Exercise text:
┏━━

Sander Gilman has ably demonstrated the close relationship between visual images and cultural attitudes toward mental and somatic illness. In earlier works—The Face of Madness (1976), Seeing the Insane (1982), and Disease and Representation (1988)—he analyzed images from a variety of sources ranging from madness to sexually transmitted disease, and in this new study many of the same issues, and even some of the same images, again pass in review. One of his six chapters, for example, returns to images of madness, and the revisit elicits new glosses on several topics. He looks again at madhouse scenes because he has found an 1887 political caricature by Joseph Keppler based on one by Wilhelm Kaulbach. Discovering 1886 photographs of asylum inmates, he compares them to previously studied images stressing the contrast between the healthy/beautiful and the ill/ugly. Discussing a wanted poster for a mentally ill patient, he notes the importance of extensive captions for the posters intended audience. He compares two photographs of patients with Graves’ disease to point out how the patients’ physiognomy changed as the disease was better understood. In distinguishing between madness and sanity, Gilman emphasizes repeatedly that the ill are ugly and the healthy beautiful—melancholic patients, for example, had darker skin, and religious ecstasy was marked by bulging eyes. The duality of beautiful/healthy and ugly/ill has repercussions in several areas beyond the analysis of images of illness, not least in eugenics and the formation of racial stereotypes.

AIDS posters, reviewed in 1988, are also revisited, this time with a much larger sample. Gilman is surprised to find that poster images do not necessarily follow the dictum of illness/ugliness, health/beauty, and he tries nobly to find a compelling reason why. But because these posters are propaganda, designed to change behavior, they do not quite fit the general pattern of images of disease and illness represented in the fine arts. The artist creating the poster knows it will not be heeded if it shows the progress of the disease. There is little interest in truth or accuracy, only results, for the art of the poster has its own criteria.

For most historians of medicine, images are a relatively untouched source, and they have been used in different ways ranging from mere illustration to basic material for extensive analysis. In the simplest case there is no analysis or [End Page 544] interpretation of illustrations that show medical progress, even though the selection of what is shown can be highly manipulative. Photographs, rather than engravings or lithographs, provide a second method of reinforcing meaning, but as is well known, photographs can also be framed to present a point of view and thus are not totally objective. Then again, as in studies such as those by Choulant on anatomical illustration, or by Holländer on medical caricature, images are considered as works of art rather than as representations of reality. Finally, images can be presented as evidence to be analyzed as a reflection of cultural fantasies about health and disease; often, what was not apparent even to the creator of the image is clarified through the work of the historian. Although all methods are valuable, Gilman stresses the need for an approach that combines elements of each, while stressing the analytical.

Ultimately, Gilman knows that his is not the only means of interpretation available, and he is disarming when he notes in his conclusion that “my readings make no claim to being exhaustive interpretations in any sense; I am not attempting to give the only (perhaps not even the best) examinations, but only my present take on each of these manifestations” (p. 173). His takes are often provocative, imaginative, and profitable nonetheless, and even though they may shift over time, they deserve to be considered by all who have an interest in the medical image.

┗━━

Work instructions:
(a) Give a two-sentence summary of the review.
(b) Rewrite a passage of the review, swapping "propaganda" for "advertising": begin at the words that have "AIDS posters, reviewed" and stop after "its own criteria.".
The items after this point are separate material with no connection to the review.

Data listing:
┏━━

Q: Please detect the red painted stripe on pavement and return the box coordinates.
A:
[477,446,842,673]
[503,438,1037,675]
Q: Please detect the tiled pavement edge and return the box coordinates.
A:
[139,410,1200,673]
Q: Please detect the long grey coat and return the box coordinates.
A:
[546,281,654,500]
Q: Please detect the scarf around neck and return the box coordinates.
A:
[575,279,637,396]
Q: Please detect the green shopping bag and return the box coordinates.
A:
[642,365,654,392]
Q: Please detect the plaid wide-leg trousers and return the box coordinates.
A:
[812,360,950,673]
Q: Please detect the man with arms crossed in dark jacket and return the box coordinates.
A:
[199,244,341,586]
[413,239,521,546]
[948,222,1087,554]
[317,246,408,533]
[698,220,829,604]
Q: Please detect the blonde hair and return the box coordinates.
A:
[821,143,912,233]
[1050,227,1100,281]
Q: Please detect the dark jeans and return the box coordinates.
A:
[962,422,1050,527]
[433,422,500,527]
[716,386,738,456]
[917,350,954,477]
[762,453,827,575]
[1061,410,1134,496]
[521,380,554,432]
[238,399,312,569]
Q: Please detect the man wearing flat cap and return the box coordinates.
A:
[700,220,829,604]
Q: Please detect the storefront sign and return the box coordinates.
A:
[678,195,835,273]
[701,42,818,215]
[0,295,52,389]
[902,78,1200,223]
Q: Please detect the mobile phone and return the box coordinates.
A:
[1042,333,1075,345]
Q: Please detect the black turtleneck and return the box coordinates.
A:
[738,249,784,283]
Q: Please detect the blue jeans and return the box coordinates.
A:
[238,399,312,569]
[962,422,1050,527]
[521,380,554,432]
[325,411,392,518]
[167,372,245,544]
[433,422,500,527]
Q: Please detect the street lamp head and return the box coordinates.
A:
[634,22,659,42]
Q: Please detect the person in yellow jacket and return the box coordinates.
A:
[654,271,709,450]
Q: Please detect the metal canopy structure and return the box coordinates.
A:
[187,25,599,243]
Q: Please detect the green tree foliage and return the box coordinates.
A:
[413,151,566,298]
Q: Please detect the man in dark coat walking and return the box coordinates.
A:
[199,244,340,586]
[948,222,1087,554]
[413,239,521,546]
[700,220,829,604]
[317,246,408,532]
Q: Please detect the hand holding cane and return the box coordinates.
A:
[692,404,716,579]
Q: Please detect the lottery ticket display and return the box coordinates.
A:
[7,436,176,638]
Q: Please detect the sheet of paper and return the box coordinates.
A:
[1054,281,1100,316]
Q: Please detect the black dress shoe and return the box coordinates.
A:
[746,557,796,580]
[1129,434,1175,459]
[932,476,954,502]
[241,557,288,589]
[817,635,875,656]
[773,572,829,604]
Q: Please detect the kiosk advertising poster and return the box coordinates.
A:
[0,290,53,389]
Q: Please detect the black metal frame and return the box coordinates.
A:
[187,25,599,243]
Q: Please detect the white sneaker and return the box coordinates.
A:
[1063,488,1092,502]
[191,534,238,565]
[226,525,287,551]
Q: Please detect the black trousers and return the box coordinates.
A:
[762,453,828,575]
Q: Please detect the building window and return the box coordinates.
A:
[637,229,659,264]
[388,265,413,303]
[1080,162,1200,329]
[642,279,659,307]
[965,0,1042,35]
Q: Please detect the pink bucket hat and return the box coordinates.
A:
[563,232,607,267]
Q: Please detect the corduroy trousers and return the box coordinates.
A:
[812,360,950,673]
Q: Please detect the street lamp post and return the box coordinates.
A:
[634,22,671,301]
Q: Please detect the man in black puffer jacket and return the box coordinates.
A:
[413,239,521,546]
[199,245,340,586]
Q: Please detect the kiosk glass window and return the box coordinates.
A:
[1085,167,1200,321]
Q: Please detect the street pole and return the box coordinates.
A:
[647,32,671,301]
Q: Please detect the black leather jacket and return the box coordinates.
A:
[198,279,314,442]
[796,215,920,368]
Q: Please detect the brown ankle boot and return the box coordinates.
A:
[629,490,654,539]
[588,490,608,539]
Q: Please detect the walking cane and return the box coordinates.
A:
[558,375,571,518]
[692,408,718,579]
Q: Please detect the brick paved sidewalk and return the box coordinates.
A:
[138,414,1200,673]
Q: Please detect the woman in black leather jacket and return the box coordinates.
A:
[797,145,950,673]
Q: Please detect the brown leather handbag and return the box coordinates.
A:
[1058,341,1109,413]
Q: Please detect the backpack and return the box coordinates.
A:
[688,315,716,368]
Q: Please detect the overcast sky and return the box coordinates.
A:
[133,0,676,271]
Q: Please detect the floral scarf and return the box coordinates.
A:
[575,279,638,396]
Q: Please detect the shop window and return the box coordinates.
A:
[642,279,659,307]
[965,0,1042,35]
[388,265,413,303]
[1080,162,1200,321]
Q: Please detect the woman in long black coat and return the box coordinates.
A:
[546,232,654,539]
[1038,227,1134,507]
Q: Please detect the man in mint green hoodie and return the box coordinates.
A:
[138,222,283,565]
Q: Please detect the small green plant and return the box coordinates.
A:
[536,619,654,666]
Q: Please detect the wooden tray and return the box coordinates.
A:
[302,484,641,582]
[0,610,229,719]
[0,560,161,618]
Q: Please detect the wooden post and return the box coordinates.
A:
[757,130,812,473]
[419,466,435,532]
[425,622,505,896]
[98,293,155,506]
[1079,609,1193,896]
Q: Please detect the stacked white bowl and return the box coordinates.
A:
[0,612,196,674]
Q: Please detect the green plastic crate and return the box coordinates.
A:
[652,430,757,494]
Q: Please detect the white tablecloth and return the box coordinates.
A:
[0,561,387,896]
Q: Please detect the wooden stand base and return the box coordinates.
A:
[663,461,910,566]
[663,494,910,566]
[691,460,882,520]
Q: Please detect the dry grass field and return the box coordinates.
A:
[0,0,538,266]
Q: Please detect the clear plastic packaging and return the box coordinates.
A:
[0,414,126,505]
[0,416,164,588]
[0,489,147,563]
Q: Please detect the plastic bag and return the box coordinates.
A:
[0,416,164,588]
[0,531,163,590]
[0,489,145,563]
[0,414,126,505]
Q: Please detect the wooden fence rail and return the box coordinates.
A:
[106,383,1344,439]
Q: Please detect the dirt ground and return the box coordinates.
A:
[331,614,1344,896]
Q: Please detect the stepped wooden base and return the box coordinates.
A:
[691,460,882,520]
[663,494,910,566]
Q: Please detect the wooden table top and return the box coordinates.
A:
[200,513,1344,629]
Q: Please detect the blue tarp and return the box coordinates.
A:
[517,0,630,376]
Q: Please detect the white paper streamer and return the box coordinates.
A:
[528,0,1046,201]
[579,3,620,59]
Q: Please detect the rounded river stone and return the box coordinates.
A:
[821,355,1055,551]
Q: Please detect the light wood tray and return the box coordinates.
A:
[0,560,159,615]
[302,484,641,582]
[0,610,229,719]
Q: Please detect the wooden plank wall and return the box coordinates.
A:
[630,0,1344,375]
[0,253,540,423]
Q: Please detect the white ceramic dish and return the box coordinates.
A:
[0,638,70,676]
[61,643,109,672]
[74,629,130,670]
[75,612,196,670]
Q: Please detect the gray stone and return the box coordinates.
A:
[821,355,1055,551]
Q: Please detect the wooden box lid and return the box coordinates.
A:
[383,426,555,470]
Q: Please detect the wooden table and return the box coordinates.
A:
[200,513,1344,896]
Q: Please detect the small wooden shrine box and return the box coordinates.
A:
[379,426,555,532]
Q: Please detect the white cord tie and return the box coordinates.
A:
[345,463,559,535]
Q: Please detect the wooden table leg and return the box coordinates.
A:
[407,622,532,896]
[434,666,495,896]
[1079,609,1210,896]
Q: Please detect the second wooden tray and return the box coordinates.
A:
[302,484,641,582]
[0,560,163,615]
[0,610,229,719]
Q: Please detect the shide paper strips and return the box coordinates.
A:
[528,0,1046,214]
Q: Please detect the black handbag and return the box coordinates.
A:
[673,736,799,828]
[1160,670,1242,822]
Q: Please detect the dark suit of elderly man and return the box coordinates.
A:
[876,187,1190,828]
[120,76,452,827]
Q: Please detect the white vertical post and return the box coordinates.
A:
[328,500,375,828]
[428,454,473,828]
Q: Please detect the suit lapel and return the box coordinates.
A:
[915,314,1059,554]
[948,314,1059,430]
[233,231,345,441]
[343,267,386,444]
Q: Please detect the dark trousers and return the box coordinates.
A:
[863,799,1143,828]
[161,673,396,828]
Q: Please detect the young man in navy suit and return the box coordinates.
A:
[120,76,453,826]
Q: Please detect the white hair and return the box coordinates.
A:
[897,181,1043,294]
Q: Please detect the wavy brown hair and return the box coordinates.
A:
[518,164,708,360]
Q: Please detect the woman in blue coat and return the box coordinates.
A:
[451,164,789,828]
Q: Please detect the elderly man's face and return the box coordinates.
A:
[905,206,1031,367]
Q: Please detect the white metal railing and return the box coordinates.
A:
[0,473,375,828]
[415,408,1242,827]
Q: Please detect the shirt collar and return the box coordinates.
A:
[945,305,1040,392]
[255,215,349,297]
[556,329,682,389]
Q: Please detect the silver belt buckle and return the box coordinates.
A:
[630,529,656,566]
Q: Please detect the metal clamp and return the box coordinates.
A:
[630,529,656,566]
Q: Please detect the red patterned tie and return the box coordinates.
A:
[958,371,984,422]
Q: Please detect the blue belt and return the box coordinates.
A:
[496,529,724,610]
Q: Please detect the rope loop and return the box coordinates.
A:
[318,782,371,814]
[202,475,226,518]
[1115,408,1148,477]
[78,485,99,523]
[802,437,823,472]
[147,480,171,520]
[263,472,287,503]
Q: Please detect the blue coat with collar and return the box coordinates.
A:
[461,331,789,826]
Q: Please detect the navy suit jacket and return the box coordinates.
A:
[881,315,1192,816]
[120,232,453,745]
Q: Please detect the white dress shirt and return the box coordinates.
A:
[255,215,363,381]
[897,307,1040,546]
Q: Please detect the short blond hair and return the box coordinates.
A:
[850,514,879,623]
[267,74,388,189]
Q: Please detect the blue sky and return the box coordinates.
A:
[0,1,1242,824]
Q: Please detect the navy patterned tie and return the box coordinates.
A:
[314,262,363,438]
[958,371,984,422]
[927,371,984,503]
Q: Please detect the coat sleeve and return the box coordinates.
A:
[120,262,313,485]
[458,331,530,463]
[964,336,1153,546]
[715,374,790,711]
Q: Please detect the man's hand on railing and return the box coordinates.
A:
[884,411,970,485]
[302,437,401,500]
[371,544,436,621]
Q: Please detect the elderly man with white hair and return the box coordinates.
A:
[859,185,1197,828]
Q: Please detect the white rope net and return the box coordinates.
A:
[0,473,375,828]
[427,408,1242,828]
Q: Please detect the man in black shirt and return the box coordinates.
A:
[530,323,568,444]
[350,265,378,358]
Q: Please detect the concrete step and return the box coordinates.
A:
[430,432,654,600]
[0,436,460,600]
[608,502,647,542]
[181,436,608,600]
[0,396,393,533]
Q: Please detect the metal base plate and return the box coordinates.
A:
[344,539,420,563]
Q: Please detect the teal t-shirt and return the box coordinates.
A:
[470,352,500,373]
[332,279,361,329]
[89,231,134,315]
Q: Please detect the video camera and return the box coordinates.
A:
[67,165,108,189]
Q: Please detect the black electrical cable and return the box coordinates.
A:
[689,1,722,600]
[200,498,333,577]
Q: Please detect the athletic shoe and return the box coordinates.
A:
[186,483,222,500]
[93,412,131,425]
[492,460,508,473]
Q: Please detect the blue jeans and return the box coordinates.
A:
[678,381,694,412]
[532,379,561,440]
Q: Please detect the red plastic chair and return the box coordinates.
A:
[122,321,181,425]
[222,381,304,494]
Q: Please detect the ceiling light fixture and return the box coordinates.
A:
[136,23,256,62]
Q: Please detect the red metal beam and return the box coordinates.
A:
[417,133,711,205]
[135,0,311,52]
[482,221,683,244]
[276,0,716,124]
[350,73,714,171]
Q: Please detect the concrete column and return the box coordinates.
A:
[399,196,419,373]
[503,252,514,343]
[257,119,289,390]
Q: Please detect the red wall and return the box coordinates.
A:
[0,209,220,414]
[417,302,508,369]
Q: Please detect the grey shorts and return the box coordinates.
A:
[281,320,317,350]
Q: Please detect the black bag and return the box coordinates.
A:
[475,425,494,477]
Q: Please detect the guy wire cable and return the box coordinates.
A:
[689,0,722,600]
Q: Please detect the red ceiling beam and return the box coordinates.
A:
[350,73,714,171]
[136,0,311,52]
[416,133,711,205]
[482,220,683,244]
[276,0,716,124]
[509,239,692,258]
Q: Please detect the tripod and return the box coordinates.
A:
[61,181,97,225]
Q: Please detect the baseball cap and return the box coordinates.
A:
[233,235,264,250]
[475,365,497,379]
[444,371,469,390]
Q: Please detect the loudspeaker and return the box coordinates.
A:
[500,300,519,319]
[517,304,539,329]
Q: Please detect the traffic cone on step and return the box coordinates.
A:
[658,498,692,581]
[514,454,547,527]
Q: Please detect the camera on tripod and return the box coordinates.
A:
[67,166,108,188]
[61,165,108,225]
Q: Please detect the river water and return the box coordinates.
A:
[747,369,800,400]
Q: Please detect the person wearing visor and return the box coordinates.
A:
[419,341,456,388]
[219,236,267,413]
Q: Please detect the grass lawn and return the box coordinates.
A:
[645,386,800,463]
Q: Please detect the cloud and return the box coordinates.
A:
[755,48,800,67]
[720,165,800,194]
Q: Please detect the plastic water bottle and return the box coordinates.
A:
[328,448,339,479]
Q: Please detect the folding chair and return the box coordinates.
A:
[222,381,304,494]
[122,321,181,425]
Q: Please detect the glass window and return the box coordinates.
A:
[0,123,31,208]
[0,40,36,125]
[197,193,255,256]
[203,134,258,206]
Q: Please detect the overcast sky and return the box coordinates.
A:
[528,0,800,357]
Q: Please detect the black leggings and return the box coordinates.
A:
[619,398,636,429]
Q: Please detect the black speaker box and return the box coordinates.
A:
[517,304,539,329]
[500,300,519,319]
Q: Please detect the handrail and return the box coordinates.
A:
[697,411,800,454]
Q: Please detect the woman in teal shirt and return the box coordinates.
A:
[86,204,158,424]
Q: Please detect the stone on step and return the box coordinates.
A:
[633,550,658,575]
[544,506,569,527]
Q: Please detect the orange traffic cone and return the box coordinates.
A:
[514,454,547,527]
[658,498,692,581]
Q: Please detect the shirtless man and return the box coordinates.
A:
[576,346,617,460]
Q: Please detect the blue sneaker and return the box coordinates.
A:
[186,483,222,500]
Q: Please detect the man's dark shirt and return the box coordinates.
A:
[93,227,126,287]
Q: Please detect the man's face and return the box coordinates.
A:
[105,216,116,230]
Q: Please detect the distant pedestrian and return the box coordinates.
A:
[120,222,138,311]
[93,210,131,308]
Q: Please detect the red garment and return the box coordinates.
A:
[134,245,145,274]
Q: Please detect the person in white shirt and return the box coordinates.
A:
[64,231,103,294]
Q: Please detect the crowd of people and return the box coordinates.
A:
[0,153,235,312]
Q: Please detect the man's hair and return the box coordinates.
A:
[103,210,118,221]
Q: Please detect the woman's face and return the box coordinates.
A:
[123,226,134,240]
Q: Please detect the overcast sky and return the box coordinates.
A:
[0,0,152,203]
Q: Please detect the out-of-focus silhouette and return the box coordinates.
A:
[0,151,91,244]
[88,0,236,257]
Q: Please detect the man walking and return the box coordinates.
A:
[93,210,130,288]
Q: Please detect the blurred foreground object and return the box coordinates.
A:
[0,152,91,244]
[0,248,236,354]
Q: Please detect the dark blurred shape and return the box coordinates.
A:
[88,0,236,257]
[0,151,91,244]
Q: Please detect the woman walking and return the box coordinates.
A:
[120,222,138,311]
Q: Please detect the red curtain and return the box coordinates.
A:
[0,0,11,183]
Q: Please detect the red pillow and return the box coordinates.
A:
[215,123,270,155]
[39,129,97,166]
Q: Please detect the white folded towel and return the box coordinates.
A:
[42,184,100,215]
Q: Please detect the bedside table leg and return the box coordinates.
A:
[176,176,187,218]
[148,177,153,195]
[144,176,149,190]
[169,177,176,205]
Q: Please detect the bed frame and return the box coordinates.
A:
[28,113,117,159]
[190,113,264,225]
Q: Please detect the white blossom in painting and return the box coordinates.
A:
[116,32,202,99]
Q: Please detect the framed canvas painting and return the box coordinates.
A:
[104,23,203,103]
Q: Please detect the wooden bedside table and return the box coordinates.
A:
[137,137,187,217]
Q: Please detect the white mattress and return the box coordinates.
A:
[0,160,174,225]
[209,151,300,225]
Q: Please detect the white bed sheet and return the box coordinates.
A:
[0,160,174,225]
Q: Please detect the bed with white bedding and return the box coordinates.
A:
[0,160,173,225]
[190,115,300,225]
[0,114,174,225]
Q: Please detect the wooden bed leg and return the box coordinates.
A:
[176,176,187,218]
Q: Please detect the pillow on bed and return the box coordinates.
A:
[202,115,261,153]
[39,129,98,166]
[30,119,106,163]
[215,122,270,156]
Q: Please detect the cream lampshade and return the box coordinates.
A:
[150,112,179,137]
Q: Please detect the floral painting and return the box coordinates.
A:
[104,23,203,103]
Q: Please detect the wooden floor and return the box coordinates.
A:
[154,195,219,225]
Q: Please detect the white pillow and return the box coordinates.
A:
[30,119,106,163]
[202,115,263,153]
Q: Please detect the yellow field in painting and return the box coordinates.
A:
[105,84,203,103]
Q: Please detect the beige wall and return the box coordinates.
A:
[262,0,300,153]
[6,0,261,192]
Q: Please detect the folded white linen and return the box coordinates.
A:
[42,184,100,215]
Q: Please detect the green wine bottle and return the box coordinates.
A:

┗━━

Written answers:
(a) Sander Gilman's new study revisits images of illness he examined in earlier works, such as madness and AIDS posters, and he stresses repeatedly that the ill are ugly and the healthy beautiful, though AIDS posters do not necessarily follow that dictum. Gilman calls for an approach to medical images that combines elements of several methods while stressing the analytical, and the reviewer finds his readings, which he admits are not exhaustive, provocative, imaginative, and profitable.

(b)
AIDS posters, reviewed in 1988, are also revisited, this time with a much larger sample. Gilman is surprised to find that poster images do not necessarily follow the dictum of illness/ugliness, health/beauty, and he tries nobly to find a compelling reason why. But because these posters are advertising, designed to change behavior, they do not quite fit the general pattern of images of disease and illness represented in the fine arts. The artist creating the poster knows it will not be heeded if it shows the progress of the disease. There is little interest in truth or accuracy, only results, for the art of the poster has its own criteria.